Restate word for word the lines from the one containing "Put one point on each instance of the parked" through the end of the listing below, with both ends included.

##### Material to process #####

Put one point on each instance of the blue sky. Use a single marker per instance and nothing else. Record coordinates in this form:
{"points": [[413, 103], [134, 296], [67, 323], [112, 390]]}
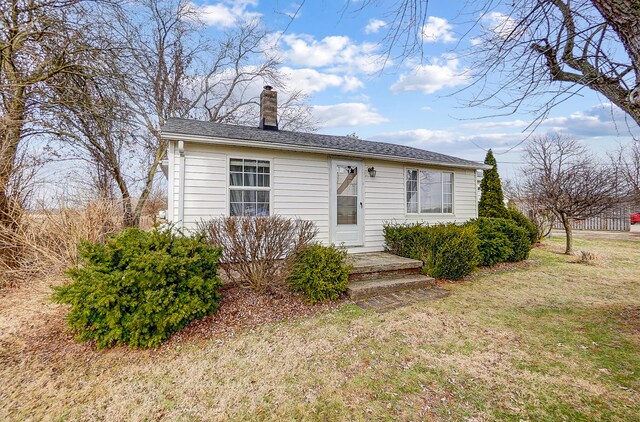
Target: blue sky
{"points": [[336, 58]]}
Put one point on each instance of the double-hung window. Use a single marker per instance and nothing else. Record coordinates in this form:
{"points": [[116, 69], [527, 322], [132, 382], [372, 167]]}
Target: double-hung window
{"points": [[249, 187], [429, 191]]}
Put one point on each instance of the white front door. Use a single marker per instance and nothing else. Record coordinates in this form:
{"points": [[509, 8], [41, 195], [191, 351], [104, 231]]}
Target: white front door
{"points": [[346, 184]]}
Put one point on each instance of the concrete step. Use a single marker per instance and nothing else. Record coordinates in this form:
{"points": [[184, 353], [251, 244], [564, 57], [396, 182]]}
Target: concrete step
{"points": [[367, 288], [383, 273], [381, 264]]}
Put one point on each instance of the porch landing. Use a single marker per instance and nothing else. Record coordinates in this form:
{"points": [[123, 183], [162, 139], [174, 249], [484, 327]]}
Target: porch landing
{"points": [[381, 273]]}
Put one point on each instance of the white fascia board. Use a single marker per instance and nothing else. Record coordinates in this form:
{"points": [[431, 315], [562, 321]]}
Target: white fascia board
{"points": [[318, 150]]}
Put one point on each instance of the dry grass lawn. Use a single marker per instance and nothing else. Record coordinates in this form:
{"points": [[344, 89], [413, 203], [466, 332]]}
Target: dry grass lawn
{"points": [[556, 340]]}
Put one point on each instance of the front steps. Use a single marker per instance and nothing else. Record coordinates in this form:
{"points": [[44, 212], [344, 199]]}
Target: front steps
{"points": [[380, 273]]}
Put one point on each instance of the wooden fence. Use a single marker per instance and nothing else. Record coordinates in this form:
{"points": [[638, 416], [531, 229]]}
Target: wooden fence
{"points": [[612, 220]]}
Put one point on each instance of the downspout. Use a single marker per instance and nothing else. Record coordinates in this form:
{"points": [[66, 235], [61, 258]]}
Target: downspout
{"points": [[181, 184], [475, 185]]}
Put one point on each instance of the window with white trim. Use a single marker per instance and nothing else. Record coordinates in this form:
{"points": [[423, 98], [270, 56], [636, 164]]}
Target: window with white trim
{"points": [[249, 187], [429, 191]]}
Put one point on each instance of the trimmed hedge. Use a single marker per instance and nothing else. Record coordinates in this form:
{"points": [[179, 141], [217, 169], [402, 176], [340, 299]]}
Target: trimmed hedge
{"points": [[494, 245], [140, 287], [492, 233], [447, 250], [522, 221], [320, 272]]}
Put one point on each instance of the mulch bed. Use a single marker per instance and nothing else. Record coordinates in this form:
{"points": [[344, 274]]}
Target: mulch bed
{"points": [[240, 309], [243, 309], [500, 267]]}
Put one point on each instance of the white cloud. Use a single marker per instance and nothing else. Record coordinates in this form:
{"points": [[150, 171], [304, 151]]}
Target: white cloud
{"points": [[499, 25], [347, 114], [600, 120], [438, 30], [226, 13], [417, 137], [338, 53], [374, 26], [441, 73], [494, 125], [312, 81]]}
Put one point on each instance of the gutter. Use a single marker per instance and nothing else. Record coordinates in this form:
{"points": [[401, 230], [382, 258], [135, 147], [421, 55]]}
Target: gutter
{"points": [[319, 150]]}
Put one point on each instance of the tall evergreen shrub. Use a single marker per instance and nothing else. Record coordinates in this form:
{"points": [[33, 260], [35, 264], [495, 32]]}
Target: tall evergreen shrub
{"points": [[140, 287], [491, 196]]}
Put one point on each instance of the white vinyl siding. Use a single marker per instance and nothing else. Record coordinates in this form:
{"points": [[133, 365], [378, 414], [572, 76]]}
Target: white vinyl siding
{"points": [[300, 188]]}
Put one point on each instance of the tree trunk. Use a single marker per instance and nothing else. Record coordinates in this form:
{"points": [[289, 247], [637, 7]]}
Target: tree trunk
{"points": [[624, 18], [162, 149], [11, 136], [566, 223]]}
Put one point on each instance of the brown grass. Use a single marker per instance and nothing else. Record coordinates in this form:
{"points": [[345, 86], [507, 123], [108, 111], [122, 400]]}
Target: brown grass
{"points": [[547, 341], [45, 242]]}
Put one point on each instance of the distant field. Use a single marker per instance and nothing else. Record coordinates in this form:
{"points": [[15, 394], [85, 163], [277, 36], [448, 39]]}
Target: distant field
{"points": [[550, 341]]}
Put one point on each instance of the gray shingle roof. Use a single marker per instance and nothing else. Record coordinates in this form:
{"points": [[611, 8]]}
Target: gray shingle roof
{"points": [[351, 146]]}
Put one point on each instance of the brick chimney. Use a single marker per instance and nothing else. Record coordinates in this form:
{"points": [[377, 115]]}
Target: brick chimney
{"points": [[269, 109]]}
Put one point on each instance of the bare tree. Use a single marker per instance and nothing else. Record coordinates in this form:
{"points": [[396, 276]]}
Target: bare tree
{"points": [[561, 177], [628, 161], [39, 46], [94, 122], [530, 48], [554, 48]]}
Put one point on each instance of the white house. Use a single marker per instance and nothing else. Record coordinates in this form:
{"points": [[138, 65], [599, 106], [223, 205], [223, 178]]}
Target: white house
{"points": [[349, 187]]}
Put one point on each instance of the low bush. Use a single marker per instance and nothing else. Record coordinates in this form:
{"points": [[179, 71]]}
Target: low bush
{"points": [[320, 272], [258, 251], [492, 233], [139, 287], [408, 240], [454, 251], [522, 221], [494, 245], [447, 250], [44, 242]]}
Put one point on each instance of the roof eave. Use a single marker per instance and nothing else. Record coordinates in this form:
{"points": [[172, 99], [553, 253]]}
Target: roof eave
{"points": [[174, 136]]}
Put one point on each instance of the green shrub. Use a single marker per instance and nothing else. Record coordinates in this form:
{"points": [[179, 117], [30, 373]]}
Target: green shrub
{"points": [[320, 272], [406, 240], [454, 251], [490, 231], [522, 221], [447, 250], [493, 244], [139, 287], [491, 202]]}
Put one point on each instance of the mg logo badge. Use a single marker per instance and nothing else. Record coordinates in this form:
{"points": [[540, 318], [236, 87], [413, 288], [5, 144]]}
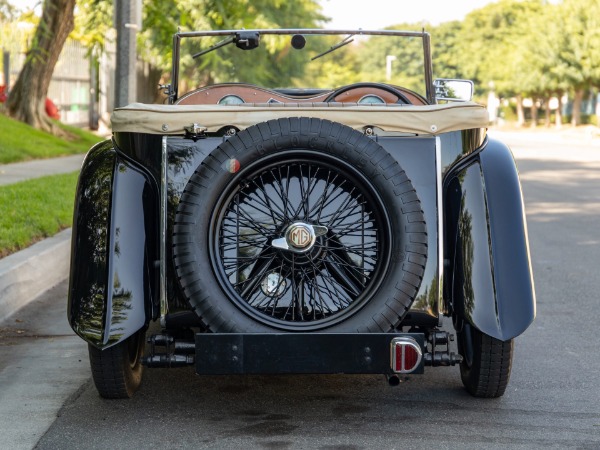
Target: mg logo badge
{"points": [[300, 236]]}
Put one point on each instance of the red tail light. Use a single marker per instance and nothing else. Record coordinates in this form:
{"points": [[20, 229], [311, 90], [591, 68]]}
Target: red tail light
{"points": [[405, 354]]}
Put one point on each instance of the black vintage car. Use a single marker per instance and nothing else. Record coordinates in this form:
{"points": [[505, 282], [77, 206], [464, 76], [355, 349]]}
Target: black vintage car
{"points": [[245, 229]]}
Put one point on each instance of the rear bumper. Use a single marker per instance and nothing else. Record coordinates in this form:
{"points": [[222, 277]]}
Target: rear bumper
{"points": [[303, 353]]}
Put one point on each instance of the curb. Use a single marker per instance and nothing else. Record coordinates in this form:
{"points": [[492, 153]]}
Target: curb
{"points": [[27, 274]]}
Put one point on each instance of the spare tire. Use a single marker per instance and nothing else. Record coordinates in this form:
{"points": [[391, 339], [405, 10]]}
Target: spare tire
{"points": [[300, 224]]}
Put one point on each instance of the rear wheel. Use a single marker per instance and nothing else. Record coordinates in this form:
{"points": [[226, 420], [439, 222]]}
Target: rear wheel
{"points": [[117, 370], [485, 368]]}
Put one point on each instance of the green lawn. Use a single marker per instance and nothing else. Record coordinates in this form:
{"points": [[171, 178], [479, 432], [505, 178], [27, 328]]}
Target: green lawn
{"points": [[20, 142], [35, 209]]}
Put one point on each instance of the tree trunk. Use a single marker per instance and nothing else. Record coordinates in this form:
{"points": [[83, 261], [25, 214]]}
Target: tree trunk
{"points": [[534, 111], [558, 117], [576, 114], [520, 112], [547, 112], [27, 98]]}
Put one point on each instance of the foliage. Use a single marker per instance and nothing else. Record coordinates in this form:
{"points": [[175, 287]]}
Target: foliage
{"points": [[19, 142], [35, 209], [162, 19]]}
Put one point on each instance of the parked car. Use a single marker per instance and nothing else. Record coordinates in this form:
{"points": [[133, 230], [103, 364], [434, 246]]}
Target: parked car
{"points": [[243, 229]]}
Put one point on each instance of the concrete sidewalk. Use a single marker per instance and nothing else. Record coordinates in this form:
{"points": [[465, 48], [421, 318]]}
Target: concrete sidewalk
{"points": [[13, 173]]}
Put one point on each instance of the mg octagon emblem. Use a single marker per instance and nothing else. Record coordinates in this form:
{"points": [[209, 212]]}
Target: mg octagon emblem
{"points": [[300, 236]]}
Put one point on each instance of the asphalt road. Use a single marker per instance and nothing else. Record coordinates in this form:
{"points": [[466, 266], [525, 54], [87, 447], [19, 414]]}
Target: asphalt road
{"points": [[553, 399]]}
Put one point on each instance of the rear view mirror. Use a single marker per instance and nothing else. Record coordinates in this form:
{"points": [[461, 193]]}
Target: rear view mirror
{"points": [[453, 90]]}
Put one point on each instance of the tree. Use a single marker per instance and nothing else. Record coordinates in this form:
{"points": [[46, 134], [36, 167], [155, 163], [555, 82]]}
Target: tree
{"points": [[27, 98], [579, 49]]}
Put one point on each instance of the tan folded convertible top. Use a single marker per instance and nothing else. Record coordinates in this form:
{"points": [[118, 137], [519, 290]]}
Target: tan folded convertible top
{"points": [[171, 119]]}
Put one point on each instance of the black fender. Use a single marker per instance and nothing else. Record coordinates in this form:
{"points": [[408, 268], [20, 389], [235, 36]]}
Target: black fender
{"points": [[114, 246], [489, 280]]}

#####

■ Complete output
Put one point on each instance of the parked car. Use a single marker per instance and nothing else. Record coordinates in this form:
{"points": [[133, 230], [103, 364], [434, 246]]}
Target: parked car
{"points": [[243, 229]]}
Put one point on each instance of the concrete sidewalk. Use a single marker per instance and nothing else. Record coordinates in this form:
{"points": [[465, 48], [421, 318]]}
Target: concrete sidewalk
{"points": [[13, 173]]}
Put one point on each instance of the mg octagon emblem. Use a single marker per instance and nothing else. Record coordinates in this form:
{"points": [[209, 212]]}
Target: mg octagon emblem
{"points": [[300, 236]]}
Put one point on each instance of the asphalt road. Use a single marker per instance and nothing else. Record coordinates in this form:
{"points": [[466, 266], [525, 54], [87, 447], [19, 414]]}
Target: asphalt road
{"points": [[553, 399]]}
Put one point on each instance of the rear view mirror. Use a single marker per instance and nothing else. Record coordinates in this form:
{"points": [[461, 193]]}
Target: rear view mirror
{"points": [[453, 90]]}
Put one point on each instance of the tree. Use a single marker per instance and nothing else. Record coordinates in this form:
{"points": [[46, 134], [36, 167], [155, 163], [555, 82]]}
Target: tree
{"points": [[27, 98], [579, 49]]}
Put one point on each instance of the tan folded convertible top. Use a single marker per instance and nothing else. Record coordinates in this form:
{"points": [[118, 137], [519, 290]]}
Target: tan folded convertible top
{"points": [[171, 119]]}
Put one point on each instance of the black fender. Use a single marker per instance and nothing else. Record coordinates in this form:
{"points": [[408, 268], [20, 389], [235, 36]]}
Target: black fender
{"points": [[114, 246], [489, 280]]}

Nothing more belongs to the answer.